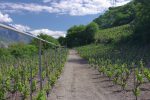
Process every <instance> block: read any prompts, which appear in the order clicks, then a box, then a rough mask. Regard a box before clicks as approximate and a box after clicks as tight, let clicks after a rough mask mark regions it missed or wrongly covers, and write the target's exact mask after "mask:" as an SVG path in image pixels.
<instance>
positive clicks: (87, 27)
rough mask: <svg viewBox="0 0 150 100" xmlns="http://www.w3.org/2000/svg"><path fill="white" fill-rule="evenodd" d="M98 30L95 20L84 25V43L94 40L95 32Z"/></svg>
mask: <svg viewBox="0 0 150 100" xmlns="http://www.w3.org/2000/svg"><path fill="white" fill-rule="evenodd" d="M98 30H99V27H98V24H96V23H95V22H92V23H90V24H88V25H87V26H86V29H85V32H84V37H85V39H84V41H85V42H86V44H89V43H92V42H94V36H95V33H96V32H98Z"/></svg>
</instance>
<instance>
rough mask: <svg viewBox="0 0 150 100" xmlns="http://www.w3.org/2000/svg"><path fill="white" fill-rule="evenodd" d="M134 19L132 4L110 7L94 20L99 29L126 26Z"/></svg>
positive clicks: (127, 4) (94, 19) (132, 3)
mask: <svg viewBox="0 0 150 100" xmlns="http://www.w3.org/2000/svg"><path fill="white" fill-rule="evenodd" d="M134 19H135V9H134V2H133V1H132V2H130V3H128V4H126V5H124V6H119V7H110V8H109V10H108V11H106V12H105V14H104V15H100V16H99V17H98V18H96V19H94V22H95V23H97V24H98V25H99V28H100V29H104V28H110V27H114V26H120V25H124V24H128V23H130V22H132V21H133V20H134Z"/></svg>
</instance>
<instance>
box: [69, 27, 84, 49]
mask: <svg viewBox="0 0 150 100" xmlns="http://www.w3.org/2000/svg"><path fill="white" fill-rule="evenodd" d="M85 28H86V27H85V26H84V25H79V26H73V27H71V28H70V29H68V31H67V35H66V41H67V46H68V47H74V46H80V45H83V44H84V39H83V38H84V36H85V35H84V31H85ZM85 37H86V36H85Z"/></svg>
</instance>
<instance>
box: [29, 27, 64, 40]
mask: <svg viewBox="0 0 150 100" xmlns="http://www.w3.org/2000/svg"><path fill="white" fill-rule="evenodd" d="M31 33H32V34H34V35H39V34H41V33H43V34H47V35H50V36H52V37H54V38H58V37H60V36H63V37H65V34H66V32H64V31H52V30H49V29H37V30H33V31H31Z"/></svg>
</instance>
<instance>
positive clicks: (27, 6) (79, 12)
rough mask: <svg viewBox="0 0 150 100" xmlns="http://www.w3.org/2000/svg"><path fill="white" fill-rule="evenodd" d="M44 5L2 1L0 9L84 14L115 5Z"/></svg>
mask: <svg viewBox="0 0 150 100" xmlns="http://www.w3.org/2000/svg"><path fill="white" fill-rule="evenodd" d="M129 1H131V0H116V6H120V5H123V4H126V3H128V2H129ZM43 3H45V4H44V5H40V4H35V3H0V9H1V10H4V11H6V10H7V11H8V10H13V11H15V10H16V11H18V10H19V11H22V10H25V11H30V12H43V11H46V12H49V13H57V14H69V15H71V16H83V15H90V14H98V13H103V12H104V11H105V10H107V9H108V8H109V7H111V6H113V5H112V1H111V0H43Z"/></svg>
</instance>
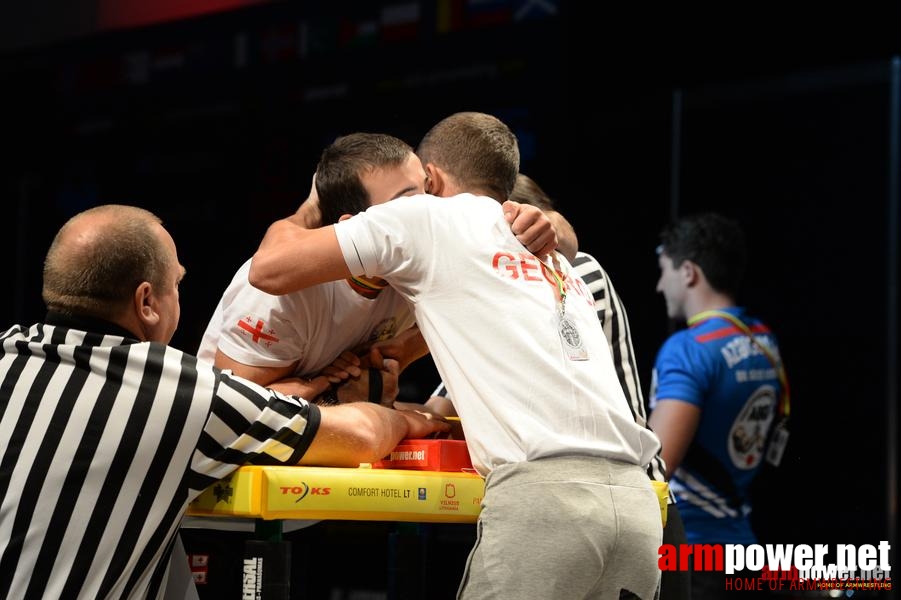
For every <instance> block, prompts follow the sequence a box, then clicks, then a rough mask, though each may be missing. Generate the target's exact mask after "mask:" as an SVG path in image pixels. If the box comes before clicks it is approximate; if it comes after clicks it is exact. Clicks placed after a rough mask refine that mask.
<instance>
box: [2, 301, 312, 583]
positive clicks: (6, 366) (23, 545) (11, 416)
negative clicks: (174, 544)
mask: <svg viewBox="0 0 901 600" xmlns="http://www.w3.org/2000/svg"><path fill="white" fill-rule="evenodd" d="M0 344H2V346H0V598H15V599H17V600H19V599H27V598H91V599H94V598H158V597H160V595H161V594H162V591H163V590H162V588H163V587H164V576H165V574H166V567H167V564H168V558H169V553H170V551H171V548H172V545H173V542H174V540H175V536H176V533H177V530H178V525H179V522H180V521H181V518H182V516H183V514H184V512H185V509H186V507H187V505H188V503H189V502H190V501H191V500H193V499H194V498H195V497H196V496H197V495H198V494H200V492H201V491H203V490H204V489H205V488H206V487H208V486H209V485H211V484H212V483H214V482H215V481H217V480H218V479H221V478H222V477H224V476H226V475H228V474H229V473H230V472H231V471H233V470H234V469H236V468H237V467H238V466H240V465H242V464H245V463H249V462H253V463H256V464H296V463H297V462H298V460H299V459H300V457H301V456H302V455H303V454H304V452H305V451H306V449H307V447H308V446H309V444H310V442H311V441H312V439H313V436H314V435H315V433H316V431H317V429H318V427H319V409H318V407H316V406H315V405H311V404H308V403H306V402H305V401H303V400H297V399H294V398H291V397H287V396H284V395H281V394H279V393H278V392H274V391H271V390H268V389H265V388H263V387H260V386H257V385H255V384H253V383H251V382H249V381H247V380H243V379H239V378H235V377H232V376H231V375H230V374H229V372H223V371H221V370H219V369H217V368H215V367H213V366H212V365H209V364H207V363H203V362H199V361H198V360H197V359H196V358H194V357H193V356H190V355H187V354H184V353H182V352H181V351H179V350H176V349H174V348H172V347H169V346H166V345H164V344H160V343H156V342H139V341H137V340H135V339H134V336H132V335H131V334H130V333H128V332H127V331H125V330H124V329H121V328H120V327H118V326H116V325H114V324H111V323H107V322H105V321H98V320H92V319H78V320H73V319H72V318H69V317H63V316H61V315H53V314H52V313H51V314H50V315H48V318H47V319H46V322H45V323H40V324H37V325H33V326H32V327H22V326H15V327H13V328H11V329H9V330H8V331H6V332H5V333H3V334H2V335H0Z"/></svg>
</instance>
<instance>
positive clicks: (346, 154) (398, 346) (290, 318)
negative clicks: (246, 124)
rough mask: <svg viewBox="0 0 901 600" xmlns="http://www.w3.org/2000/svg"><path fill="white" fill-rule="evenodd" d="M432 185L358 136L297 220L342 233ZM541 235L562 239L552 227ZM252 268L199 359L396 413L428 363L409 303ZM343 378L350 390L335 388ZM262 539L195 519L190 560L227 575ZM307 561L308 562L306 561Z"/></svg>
mask: <svg viewBox="0 0 901 600" xmlns="http://www.w3.org/2000/svg"><path fill="white" fill-rule="evenodd" d="M425 179H426V175H425V171H424V170H423V168H422V163H421V162H420V160H419V158H418V157H417V156H416V154H415V153H414V152H413V149H412V148H411V147H410V146H409V145H407V144H406V143H405V142H403V141H402V140H400V139H398V138H395V137H393V136H390V135H384V134H373V133H352V134H349V135H346V136H342V137H339V138H338V139H336V140H335V141H334V142H333V143H332V144H331V145H330V146H329V147H327V148H326V149H325V150H324V151H323V153H322V156H321V158H320V161H319V164H318V165H317V170H316V177H315V181H314V188H313V189H312V190H311V193H313V192H316V195H317V196H318V198H319V199H320V202H319V203H318V211H317V212H316V214H312V215H311V214H310V213H308V212H304V213H303V214H302V215H300V213H298V215H300V216H298V215H295V217H296V218H303V219H310V222H311V223H313V224H315V225H316V226H318V225H319V224H320V223H326V224H331V223H336V222H338V221H339V220H340V219H341V218H342V217H346V216H350V215H352V214H355V213H357V212H360V211H362V210H364V209H366V208H367V207H369V206H370V205H377V204H382V203H385V202H388V201H390V200H393V199H395V198H398V197H400V196H404V195H409V194H417V193H418V194H421V193H422V192H423V191H424V184H425ZM527 224H528V223H527ZM534 231H536V232H549V231H550V232H552V230H551V229H550V224H549V222H547V221H546V220H545V222H543V223H539V224H537V225H536V227H535V230H534ZM249 267H250V261H249V260H248V261H247V262H246V263H245V264H244V265H242V266H241V267H240V268H239V269H238V271H237V273H236V274H235V276H234V278H233V279H232V281H231V283H230V284H229V286H228V288H227V289H226V291H225V292H224V294H223V295H222V298H221V300H220V302H219V304H218V306H217V307H216V310H215V312H214V314H213V316H212V318H211V319H210V322H209V324H208V326H207V328H206V331H205V333H204V336H203V339H202V341H201V344H200V348H199V350H198V356H199V358H201V359H203V360H207V361H210V362H215V364H216V366H218V367H220V368H224V369H231V370H232V371H233V372H234V373H235V374H237V375H241V376H243V377H245V378H248V379H251V380H253V381H255V382H257V383H259V384H261V385H264V386H267V387H270V388H273V389H278V390H279V391H282V392H284V393H288V394H293V395H297V396H301V397H304V398H308V399H310V400H313V401H314V402H320V403H332V402H334V401H340V402H350V401H358V400H363V401H366V400H367V399H368V400H371V401H378V402H380V403H381V404H383V405H386V406H392V405H393V404H394V400H395V397H396V395H397V390H398V385H397V378H398V375H399V373H400V372H401V371H402V370H403V369H404V368H405V367H406V366H407V365H408V364H409V363H410V362H412V361H413V360H416V359H418V358H420V357H422V356H424V355H425V354H426V353H427V347H426V346H425V342H424V341H423V340H422V337H421V336H420V335H419V334H418V330H417V329H416V327H415V321H414V318H413V313H412V311H411V309H410V307H409V305H408V303H407V301H406V300H405V299H404V298H403V297H402V296H401V295H400V294H398V293H397V292H396V291H395V290H393V289H392V288H390V287H388V286H387V284H386V282H385V281H384V280H381V279H379V278H376V277H366V276H362V275H361V276H359V277H348V278H346V279H342V280H339V281H329V282H324V283H322V284H321V285H317V286H313V287H310V288H306V289H303V290H298V291H295V292H292V293H290V294H286V295H282V296H275V295H270V294H267V293H264V292H262V291H260V290H258V289H257V288H254V287H252V286H251V285H250V284H249V283H248V281H247V272H248V270H249ZM373 345H375V346H377V347H378V348H379V351H380V355H381V356H384V357H386V358H388V359H389V360H388V361H386V363H387V364H382V361H379V363H380V364H379V365H378V366H379V367H382V369H381V370H380V375H381V376H380V377H379V378H378V380H379V381H381V382H382V385H381V389H382V393H376V394H375V395H374V397H373V396H371V395H370V394H371V388H370V384H371V381H370V377H373V375H372V373H371V371H370V370H369V369H367V368H365V367H367V366H368V362H367V358H368V357H367V354H366V350H368V349H369V348H370V347H371V346H373ZM360 367H363V368H360ZM323 373H326V374H325V375H323ZM339 376H340V377H343V378H344V379H345V382H344V383H342V384H341V385H340V386H332V387H331V388H330V387H329V384H330V382H331V383H334V382H335V381H337V380H338V379H339V378H340V377H339ZM323 392H326V393H324V394H323ZM326 397H328V398H326ZM316 522H317V521H298V520H291V521H285V522H284V524H283V531H284V532H285V533H291V532H294V531H296V530H298V529H302V528H305V527H308V526H309V525H311V524H314V523H316ZM253 529H254V525H253V523H252V522H249V521H247V520H246V519H225V518H215V519H211V518H196V517H188V518H186V519H185V521H184V523H183V538H184V541H185V545H186V547H187V549H188V552H189V553H191V554H204V553H211V554H214V555H215V557H216V558H217V559H218V560H217V561H216V563H217V564H218V565H222V564H228V562H229V561H228V555H229V554H230V553H237V555H238V556H239V557H240V554H241V552H242V549H243V545H242V544H241V543H240V541H238V540H237V539H235V538H236V537H237V536H234V537H232V536H229V535H226V534H222V533H219V532H218V531H221V530H229V531H238V532H245V533H246V532H248V531H253ZM286 539H289V540H293V539H294V538H293V536H291V535H289V536H287V537H286ZM236 542H237V543H236ZM207 549H209V550H207ZM297 556H298V559H297V560H300V557H301V556H302V555H301V554H300V553H297ZM297 566H298V569H299V567H300V566H299V565H297ZM217 576H219V573H215V572H210V573H209V578H210V581H209V582H208V584H207V586H208V588H209V589H212V587H213V586H215V585H216V584H217V582H216V581H215V580H216V579H217Z"/></svg>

● **Requirement**: Above are the records; repeat exactly the lines from the one holding "box: [29, 27, 64, 40]" down to the one holding "positive clicks: (27, 6) (79, 12)", end lines included.

● **Answer space**:
box: [29, 27, 64, 40]
mask: <svg viewBox="0 0 150 100" xmlns="http://www.w3.org/2000/svg"><path fill="white" fill-rule="evenodd" d="M31 33H32V34H34V35H39V34H41V33H43V34H47V35H50V36H52V37H54V38H58V37H60V36H63V37H65V34H66V32H64V31H52V30H49V29H37V30H33V31H31Z"/></svg>
</instance>
<instance>
positive clicks: (27, 6) (79, 12)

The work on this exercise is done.